- _Instructions for the task_
Convert the data below into a numbered list with one line per entry, leaving out any blank lines.

- _The records_

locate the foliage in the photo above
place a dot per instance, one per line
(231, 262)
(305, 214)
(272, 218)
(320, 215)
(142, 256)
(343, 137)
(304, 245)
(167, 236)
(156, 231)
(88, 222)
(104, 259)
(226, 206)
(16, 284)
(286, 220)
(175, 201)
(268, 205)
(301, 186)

- _The reply_
1. locate the foliage in the photo above
2. place a dot per instance, one per line
3. (231, 262)
4. (305, 214)
5. (272, 218)
6. (320, 215)
7. (142, 256)
8. (343, 137)
9. (304, 245)
10. (167, 236)
11. (156, 231)
12. (88, 222)
13. (104, 259)
14. (226, 206)
15. (16, 284)
16. (286, 220)
17. (175, 201)
18. (268, 205)
19. (301, 186)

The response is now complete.